>> Start Record extracts

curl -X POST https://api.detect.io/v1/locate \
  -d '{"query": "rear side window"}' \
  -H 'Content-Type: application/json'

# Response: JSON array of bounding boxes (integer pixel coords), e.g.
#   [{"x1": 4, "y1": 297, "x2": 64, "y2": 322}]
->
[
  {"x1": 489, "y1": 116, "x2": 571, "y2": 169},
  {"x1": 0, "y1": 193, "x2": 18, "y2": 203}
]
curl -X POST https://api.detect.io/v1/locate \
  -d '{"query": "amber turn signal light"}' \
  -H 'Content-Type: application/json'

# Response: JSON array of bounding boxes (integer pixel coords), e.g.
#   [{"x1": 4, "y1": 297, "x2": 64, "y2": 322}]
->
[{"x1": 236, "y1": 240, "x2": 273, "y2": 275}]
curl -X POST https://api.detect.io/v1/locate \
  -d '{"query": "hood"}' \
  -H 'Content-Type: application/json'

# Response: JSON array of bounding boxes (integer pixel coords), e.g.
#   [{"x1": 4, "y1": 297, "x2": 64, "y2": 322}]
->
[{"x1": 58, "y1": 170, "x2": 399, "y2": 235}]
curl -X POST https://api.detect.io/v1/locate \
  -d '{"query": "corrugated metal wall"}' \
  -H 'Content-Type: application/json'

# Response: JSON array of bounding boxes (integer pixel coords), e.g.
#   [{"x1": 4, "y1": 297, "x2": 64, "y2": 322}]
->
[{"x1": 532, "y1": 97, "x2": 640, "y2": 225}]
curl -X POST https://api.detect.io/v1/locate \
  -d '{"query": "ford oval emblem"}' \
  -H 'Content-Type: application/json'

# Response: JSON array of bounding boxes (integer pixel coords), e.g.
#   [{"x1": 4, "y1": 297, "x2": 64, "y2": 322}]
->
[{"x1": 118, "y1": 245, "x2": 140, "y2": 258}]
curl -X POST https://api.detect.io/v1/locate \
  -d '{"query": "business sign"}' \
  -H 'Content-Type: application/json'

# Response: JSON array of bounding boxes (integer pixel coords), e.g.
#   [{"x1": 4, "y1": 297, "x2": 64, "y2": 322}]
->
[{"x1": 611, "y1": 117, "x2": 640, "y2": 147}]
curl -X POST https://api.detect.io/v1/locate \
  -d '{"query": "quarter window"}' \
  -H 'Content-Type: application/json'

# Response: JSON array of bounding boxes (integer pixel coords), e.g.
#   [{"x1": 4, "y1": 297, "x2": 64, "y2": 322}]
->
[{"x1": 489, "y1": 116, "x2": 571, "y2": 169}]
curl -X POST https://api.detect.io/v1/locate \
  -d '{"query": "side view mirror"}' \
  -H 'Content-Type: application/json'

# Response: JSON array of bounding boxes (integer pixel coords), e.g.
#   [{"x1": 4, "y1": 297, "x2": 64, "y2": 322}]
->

>> End Record extracts

*Aim of the task:*
Please count how many lines in the rows above contain the string "side", matching case exactly, and reply with only the number.

*Solved problem:*
2